• WHAT THE TASK REQUIRES
Through the last line of the material below, starting at the line with "Could you point out the pony's tail", return every line exactly and only those.

• RECORD EXTRACTS
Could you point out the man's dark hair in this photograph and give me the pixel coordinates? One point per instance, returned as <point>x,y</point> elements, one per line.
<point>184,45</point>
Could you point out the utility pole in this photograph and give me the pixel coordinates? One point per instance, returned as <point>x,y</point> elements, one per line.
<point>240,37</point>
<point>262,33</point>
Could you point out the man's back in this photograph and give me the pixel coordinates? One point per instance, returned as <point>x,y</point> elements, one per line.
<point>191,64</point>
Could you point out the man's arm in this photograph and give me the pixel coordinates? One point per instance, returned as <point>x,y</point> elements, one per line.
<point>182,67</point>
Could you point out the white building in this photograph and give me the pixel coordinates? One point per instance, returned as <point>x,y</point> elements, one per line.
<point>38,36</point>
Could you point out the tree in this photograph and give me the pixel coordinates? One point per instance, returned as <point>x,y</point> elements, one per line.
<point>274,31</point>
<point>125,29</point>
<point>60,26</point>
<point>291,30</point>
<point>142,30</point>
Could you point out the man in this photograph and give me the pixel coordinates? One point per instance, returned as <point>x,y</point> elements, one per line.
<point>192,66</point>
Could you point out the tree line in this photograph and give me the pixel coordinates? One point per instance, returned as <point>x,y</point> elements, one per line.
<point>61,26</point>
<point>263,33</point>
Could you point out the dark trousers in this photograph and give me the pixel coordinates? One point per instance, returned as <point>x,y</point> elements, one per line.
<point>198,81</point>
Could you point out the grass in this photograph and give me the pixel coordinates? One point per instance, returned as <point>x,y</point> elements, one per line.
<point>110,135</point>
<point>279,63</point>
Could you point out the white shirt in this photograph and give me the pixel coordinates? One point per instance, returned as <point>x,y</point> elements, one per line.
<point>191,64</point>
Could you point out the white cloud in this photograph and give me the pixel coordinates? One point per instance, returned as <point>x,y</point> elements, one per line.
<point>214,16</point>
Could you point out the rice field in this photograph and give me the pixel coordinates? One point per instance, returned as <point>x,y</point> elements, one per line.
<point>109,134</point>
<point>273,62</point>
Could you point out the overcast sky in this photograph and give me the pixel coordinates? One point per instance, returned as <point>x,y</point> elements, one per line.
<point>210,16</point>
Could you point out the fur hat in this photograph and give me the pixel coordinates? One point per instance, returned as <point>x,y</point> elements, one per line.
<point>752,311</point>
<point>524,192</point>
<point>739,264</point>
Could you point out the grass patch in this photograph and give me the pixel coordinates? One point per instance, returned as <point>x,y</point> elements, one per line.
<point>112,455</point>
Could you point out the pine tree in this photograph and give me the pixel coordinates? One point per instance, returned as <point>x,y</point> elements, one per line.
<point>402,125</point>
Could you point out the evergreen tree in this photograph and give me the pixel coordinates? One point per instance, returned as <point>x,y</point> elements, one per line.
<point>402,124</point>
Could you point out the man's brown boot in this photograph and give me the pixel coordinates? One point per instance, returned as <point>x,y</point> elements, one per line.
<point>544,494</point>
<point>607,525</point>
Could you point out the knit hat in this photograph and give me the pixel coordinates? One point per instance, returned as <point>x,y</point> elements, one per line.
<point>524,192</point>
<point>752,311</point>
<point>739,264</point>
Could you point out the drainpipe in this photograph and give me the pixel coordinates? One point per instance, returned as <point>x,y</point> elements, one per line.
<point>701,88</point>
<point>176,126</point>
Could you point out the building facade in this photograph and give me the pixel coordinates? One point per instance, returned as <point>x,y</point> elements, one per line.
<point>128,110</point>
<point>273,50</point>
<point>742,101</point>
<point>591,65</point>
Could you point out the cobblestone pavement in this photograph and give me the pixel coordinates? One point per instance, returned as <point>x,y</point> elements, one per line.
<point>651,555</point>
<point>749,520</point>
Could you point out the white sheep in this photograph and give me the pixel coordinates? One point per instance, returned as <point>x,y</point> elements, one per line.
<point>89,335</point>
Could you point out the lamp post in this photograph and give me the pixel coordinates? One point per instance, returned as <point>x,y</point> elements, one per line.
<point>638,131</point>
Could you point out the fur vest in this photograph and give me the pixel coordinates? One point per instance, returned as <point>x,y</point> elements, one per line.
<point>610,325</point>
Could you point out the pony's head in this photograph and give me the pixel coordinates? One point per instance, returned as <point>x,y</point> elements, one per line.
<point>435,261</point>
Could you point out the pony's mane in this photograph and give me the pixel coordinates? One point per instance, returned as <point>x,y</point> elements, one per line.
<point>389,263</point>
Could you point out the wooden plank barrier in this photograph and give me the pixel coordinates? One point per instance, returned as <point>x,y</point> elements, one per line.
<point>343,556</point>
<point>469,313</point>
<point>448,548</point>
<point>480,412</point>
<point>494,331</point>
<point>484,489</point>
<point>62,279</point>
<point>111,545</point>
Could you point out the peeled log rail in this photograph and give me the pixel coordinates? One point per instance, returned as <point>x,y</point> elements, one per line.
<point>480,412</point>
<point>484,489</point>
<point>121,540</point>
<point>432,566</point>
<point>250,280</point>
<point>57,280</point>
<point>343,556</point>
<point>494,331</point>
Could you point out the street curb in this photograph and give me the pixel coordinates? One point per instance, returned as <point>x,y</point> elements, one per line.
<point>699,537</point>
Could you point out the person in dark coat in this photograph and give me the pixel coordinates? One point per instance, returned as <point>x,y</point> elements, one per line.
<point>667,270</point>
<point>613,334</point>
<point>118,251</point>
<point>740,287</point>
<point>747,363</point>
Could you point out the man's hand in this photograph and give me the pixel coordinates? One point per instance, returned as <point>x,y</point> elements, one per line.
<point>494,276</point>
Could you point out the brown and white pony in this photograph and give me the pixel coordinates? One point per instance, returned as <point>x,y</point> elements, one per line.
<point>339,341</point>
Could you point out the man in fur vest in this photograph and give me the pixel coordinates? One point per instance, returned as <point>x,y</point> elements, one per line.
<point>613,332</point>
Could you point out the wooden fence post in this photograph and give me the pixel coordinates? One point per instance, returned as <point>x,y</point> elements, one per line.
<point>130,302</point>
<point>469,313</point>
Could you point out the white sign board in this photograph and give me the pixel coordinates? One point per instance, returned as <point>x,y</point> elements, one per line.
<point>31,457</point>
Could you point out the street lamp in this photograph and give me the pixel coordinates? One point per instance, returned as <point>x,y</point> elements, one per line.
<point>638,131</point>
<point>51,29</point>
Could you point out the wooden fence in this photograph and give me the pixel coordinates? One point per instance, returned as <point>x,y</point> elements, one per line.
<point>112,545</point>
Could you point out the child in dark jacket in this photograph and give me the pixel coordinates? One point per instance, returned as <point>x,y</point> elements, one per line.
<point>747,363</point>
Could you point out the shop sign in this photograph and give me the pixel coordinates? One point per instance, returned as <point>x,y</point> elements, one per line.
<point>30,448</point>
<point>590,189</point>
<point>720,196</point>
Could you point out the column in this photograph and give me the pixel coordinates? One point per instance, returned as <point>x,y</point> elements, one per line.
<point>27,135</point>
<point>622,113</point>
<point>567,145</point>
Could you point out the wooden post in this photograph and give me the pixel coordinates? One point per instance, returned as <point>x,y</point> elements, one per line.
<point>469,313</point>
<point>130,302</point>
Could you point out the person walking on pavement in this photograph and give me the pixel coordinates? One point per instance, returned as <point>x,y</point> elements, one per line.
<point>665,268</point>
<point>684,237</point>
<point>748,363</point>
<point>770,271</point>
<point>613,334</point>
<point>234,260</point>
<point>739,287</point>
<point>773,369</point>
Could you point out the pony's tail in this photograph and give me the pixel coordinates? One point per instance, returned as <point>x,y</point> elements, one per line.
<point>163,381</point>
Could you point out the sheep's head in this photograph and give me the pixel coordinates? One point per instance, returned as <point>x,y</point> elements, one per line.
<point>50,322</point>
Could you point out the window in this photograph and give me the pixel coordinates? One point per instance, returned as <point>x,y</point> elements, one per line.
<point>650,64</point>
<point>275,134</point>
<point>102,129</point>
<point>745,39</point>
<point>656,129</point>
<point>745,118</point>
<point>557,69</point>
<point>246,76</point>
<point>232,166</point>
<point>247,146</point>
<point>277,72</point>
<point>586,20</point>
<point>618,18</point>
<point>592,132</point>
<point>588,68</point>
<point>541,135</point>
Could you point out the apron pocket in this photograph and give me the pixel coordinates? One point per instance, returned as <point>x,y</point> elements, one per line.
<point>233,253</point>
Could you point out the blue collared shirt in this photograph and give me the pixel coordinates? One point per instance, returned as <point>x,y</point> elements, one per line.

• TASK OUTPUT
Could you point out the pony's tail in this photograph and give me the pixel coordinates? One point per instance, returned as <point>x,y</point> elements, one per line.
<point>163,381</point>
Could you point out the sheep's head in this photograph and give me the pixel coordinates? One point per instance, returned as <point>x,y</point> elements, one per line.
<point>50,322</point>
Could you point out the window in this photograph and give me the pixel coordinates? One point per instance, returned as <point>x,y</point> elements, one per line.
<point>650,64</point>
<point>275,134</point>
<point>102,129</point>
<point>745,39</point>
<point>656,129</point>
<point>745,118</point>
<point>557,69</point>
<point>246,76</point>
<point>232,166</point>
<point>247,146</point>
<point>277,72</point>
<point>586,20</point>
<point>618,18</point>
<point>592,132</point>
<point>588,68</point>
<point>541,135</point>
Could you point out the apron pocket in this photograph and give me the pixel coordinates? One point per instance, returned as <point>x,y</point> elements, one per line.
<point>233,253</point>
Could you point out the blue collared shirt in this photograph and give me the pixel coordinates? One point per instance, returned as <point>x,y</point> elements, one per line.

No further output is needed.